[Task requirements]
Go through the records and give each one again exactly.

[Excerpts from a dataset]
+ + + +

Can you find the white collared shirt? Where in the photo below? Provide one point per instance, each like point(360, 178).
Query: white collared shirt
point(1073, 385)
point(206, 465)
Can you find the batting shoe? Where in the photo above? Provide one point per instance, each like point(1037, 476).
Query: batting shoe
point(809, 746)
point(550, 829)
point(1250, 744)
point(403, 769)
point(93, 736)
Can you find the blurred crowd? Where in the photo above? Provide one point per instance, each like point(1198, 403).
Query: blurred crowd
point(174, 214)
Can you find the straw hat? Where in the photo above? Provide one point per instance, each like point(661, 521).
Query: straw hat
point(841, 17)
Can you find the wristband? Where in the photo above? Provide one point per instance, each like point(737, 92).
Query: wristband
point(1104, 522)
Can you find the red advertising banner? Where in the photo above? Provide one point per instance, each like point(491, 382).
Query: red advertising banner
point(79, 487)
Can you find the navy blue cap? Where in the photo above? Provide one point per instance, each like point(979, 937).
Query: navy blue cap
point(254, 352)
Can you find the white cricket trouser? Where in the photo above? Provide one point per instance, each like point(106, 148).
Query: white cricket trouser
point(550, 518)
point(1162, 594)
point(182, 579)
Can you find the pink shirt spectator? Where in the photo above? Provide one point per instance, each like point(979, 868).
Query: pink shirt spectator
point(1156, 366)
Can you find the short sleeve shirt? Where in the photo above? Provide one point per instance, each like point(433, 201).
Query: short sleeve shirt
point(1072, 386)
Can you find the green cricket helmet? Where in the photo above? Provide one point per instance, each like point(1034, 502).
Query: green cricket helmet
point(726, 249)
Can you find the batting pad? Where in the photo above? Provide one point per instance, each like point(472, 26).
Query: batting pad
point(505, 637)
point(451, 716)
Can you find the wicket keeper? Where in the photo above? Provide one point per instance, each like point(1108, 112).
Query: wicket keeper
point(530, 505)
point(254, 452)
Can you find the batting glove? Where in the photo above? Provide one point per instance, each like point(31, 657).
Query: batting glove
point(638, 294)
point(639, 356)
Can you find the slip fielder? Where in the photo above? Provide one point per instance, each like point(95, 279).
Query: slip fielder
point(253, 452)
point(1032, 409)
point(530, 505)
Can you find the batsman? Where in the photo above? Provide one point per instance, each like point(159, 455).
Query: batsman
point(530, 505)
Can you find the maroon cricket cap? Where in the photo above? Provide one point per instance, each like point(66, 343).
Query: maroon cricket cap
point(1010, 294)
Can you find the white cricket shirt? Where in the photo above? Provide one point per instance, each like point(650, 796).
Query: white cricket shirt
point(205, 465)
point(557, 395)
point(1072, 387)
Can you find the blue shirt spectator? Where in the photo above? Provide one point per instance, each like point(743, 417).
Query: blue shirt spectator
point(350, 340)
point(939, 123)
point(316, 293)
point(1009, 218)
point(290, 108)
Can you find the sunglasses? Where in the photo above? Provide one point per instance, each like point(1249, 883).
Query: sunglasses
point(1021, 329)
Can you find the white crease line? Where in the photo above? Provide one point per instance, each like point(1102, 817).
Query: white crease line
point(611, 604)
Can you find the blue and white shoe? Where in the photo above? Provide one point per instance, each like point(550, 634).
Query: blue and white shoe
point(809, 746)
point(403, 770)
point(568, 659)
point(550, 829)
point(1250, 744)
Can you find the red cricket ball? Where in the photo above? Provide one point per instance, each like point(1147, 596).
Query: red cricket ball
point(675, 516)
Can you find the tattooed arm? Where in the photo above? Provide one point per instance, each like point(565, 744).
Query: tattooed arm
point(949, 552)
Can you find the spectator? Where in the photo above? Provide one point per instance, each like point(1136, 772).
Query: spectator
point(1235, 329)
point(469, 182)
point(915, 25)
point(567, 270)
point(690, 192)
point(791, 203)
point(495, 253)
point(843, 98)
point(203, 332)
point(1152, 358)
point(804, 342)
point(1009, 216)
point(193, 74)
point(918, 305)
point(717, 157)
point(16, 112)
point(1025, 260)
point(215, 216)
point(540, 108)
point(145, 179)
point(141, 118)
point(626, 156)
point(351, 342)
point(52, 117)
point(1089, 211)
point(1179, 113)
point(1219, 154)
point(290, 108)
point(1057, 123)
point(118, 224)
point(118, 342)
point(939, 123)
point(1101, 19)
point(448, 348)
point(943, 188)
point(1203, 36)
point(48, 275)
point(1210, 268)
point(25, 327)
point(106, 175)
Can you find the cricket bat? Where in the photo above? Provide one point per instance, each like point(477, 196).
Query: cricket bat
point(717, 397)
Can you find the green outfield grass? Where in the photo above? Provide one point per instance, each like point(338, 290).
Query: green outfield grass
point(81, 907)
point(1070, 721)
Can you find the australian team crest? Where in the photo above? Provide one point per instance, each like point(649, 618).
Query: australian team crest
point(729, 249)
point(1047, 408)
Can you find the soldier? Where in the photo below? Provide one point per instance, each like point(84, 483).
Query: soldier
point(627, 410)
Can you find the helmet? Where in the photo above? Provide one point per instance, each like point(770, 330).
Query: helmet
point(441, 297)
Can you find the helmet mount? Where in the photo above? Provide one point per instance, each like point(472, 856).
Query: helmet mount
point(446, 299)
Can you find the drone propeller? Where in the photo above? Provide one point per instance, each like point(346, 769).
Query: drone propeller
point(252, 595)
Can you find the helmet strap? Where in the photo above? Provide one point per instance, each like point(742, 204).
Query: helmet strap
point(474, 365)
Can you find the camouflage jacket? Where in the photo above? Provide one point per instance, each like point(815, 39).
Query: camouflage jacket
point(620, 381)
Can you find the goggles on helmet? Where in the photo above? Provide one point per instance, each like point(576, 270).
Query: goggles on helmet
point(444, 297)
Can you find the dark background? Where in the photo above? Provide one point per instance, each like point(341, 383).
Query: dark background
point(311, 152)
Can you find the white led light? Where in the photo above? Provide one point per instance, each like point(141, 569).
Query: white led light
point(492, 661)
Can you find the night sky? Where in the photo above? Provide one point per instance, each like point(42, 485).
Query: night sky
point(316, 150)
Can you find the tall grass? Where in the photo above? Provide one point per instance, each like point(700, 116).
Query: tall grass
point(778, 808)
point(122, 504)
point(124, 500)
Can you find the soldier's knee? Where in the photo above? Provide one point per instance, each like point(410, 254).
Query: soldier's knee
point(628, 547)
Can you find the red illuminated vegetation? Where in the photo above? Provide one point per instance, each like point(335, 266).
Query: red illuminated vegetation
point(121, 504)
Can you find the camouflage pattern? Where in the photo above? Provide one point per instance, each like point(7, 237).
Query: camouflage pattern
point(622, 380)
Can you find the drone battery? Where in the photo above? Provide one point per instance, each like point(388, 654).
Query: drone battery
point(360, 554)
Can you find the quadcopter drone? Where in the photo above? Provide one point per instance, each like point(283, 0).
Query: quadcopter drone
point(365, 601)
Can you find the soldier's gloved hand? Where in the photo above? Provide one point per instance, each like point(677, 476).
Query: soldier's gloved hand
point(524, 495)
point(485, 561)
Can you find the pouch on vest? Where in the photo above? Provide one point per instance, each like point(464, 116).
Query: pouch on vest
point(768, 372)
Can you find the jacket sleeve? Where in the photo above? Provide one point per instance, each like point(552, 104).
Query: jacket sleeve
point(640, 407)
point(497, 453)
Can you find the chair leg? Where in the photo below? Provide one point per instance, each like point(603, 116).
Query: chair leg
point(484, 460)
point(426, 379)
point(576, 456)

+ + + +

[Answer space]
Can you find the white collared shirt? Where in the photo below? Provide one point per instance, each like point(360, 178).
Query: white collared shirt
point(1073, 385)
point(206, 465)
Can you find the batting shoe? Where in the photo above? Provide one point per instance, each like point(1037, 476).
Query: batting shoe
point(809, 746)
point(550, 829)
point(1250, 744)
point(403, 769)
point(93, 736)
Can you find the blurred crowd? Where in the photo above? Provide one point per instance, each like point(1198, 403).
Query: blurred crowd
point(174, 214)
Can you find the straw hat? Where in the photo above? Provide one point per instance, each like point(661, 521).
Query: straw hat
point(841, 17)
Can you find the wristband? Where in the photo above? Provide one point per instance, each like point(737, 92).
Query: wristband
point(1104, 522)
Can you find the red advertising banner? Where in the photo above? Provide one point per instance, each like point(491, 382).
Query: red advertising banner
point(79, 487)
Can you find the navy blue cap? Where in the photo above? Provide one point per instance, each like point(979, 937).
Query: navy blue cap
point(254, 352)
Can you find the white cricket trouser? Where in the photo above? Provide one point per instance, each like point(106, 148).
Query: white cricket trouser
point(550, 518)
point(1162, 594)
point(182, 579)
Can you find the pink shirt spectator? Where in the photo above? Provide one point per instance, each like point(979, 868).
Query: pink shirt spectator
point(1156, 366)
Can you find the short sleeve shirt? Where in the photo above? Provide one point per instance, each like point(433, 201).
Query: short sleeve shirt
point(1072, 386)
Can you find the green cricket helmet? Where in the photo above? Provide one point per instance, each like point(1034, 502).
Query: green cricket helmet
point(726, 249)
Can you find the batting pad? Where in the photo above? Provide one point per instance, each like point(472, 26).
Query: batting pad
point(505, 637)
point(451, 716)
Can you find the wicket keeper? Where in the photo above? Provide one point per instance, each like point(1108, 112).
Query: wicket keeper
point(530, 505)
point(254, 452)
Can you find the batting glove? Where in the photo above? Provide one point per instance, each like point(31, 657).
Query: batting glove
point(638, 294)
point(639, 356)
Can you find the slip fielder? Where in the photo above? Provide one point per instance, each like point(95, 279).
Query: slip fielder
point(253, 452)
point(1032, 409)
point(530, 505)
Can you find the batsman? Where in the photo above? Provide one point per instance, each like point(159, 455).
Query: batsman
point(530, 505)
Can you find the maroon cricket cap? Where in the photo above? Provide one point per instance, each like point(66, 343).
Query: maroon cricket cap
point(1010, 294)
Can you find the white cricket shirt? Where in the photo above? Provide one point per instance, each like point(650, 796).
Query: white cricket shirt
point(205, 465)
point(557, 395)
point(1072, 387)
Can you find the blue shirt spectator? Where in the photo above? Provide one point per instance, each like point(743, 417).
Query: blue shirt spectator
point(350, 340)
point(939, 123)
point(316, 293)
point(1009, 218)
point(290, 108)
Can you find the sunglasses? Where in the photo above? Provide one point per instance, each like point(1249, 883).
Query: sunglasses
point(1021, 329)
Can you find the white crease line? Where in the photo above? Provide one point per instance, each like point(1102, 817).
Query: white crease line
point(611, 604)
Can you find the blue and white shoe? Where in the photo above? Provide one point per instance, each like point(550, 634).
Query: blue and white shoe
point(809, 746)
point(403, 770)
point(568, 659)
point(550, 829)
point(1250, 744)
Can you find the red cricket ball? Where in the photo above? Provide one point per instance, each like point(1147, 596).
Query: red cricket ball
point(675, 516)
Can you find the tattooed arm? Where in the photo above? Provide one point per instance, each like point(565, 744).
Query: tattooed arm
point(949, 552)
Can you find the spectator? Where in the photo above? Provide one point per instance, each like point(1136, 772).
Query: spectator
point(1235, 329)
point(469, 182)
point(915, 25)
point(567, 270)
point(690, 192)
point(791, 203)
point(495, 253)
point(843, 98)
point(203, 332)
point(1152, 358)
point(804, 342)
point(1009, 216)
point(193, 74)
point(918, 305)
point(717, 157)
point(16, 112)
point(1025, 260)
point(215, 216)
point(540, 108)
point(145, 179)
point(141, 118)
point(626, 156)
point(351, 342)
point(52, 117)
point(1089, 211)
point(1179, 113)
point(1219, 154)
point(290, 108)
point(1057, 123)
point(118, 224)
point(118, 342)
point(939, 123)
point(1101, 19)
point(448, 348)
point(943, 188)
point(1203, 36)
point(48, 275)
point(1210, 268)
point(25, 327)
point(106, 175)
Can you find the cricket bat? Where in the photo above? Provide one point per instance, each like point(477, 196).
Query: cricket bat
point(717, 397)
Can you find the green outfield grass? Where in the photo above? Provide one point per instance, each like point(338, 290).
Query: green outfield grass
point(81, 907)
point(1070, 721)
Can you find the australian team crest? Where in the photo above? Provide one point per instance, each like point(649, 618).
Query: australian team crest
point(729, 249)
point(1047, 408)
Can you find the soldier? Where in the photo below? Provide one point per instance, each like point(84, 483).
Query: soldier
point(627, 410)
Can you find the helmet? Where in the photo above? Provide one point per instance, each like point(770, 330).
Query: helmet
point(441, 297)
Can you find the helmet mount? Where in the photo above? Provide one point per instance, each like point(472, 856).
Query: helmet mount
point(446, 299)
Can you find the drone propeller? Where in the photo above? Provide one point per instance, each like point(346, 769).
Query: drone propeller
point(252, 595)
Can you find the helmet strap? Where in the photo above? Provide one point per instance, each like point(742, 204).
Query: helmet strap
point(474, 365)
Can you find the camouflage jacket? Where in the photo above? Provide one point per instance, each like point(815, 39).
Query: camouflage jacket
point(620, 381)
Can you find the goggles on helmet? Where in the photo above? Provide one point per instance, each like point(576, 270).
Query: goggles on helmet
point(444, 297)
Can you find the dark background? Where in the photo above? Provide one point per instance, each like point(341, 383).
Query: dark background
point(311, 152)
Can you find the white led light? Where in the photo above? Provide one point per instance, each like point(141, 569).
Query: white led light
point(492, 661)
Can you find the night sky? Where in the photo above? Provide one point per instance, each like point(42, 485).
Query: night sky
point(316, 150)
Can you find the tall grass? Where in the photo above? Provide one point per instance, each like point(700, 116).
Query: tall grass
point(778, 808)
point(122, 504)
point(124, 500)
Can you find the soldier's knee? Where in the photo above? Provide one point per instance, each like point(410, 254).
Query: soldier's knee
point(628, 547)
Can you find the red illuminated vegetation? Where in the photo above? Provide one point per instance, each like point(335, 266).
Query: red illuminated vegetation
point(121, 504)
Can you find the camouflage pattern? Where in the photo above? Provide one point per instance, each like point(7, 237).
Query: camouflage pattern
point(622, 380)
Can you find the drone battery? Where in the photo above? Provide one point per instance, each like point(388, 654).
Query: drone battery
point(360, 554)
Can you find the quadcopter drone? Where in the photo above? Provide one point per instance, each like point(283, 0).
Query: quadcopter drone
point(365, 601)
Can you find the soldier's gloved hand? Where in the photo above? Provide one point per instance, each like point(677, 476).
Query: soldier's gloved hand
point(524, 495)
point(485, 561)
Can you find the pouch on vest? Where in the photo above? Provide one point per instance, each like point(464, 116).
Query: pouch on vest
point(768, 372)
Can you find the jacket sleeve? Where in the photo above? Provide one point per instance, each like point(552, 104).
Query: jacket sleeve
point(640, 407)
point(497, 453)
Can you find the chair leg? Where in the photo below? Provide one point per instance, each like point(603, 116).
Query: chair leg
point(484, 460)
point(426, 379)
point(576, 456)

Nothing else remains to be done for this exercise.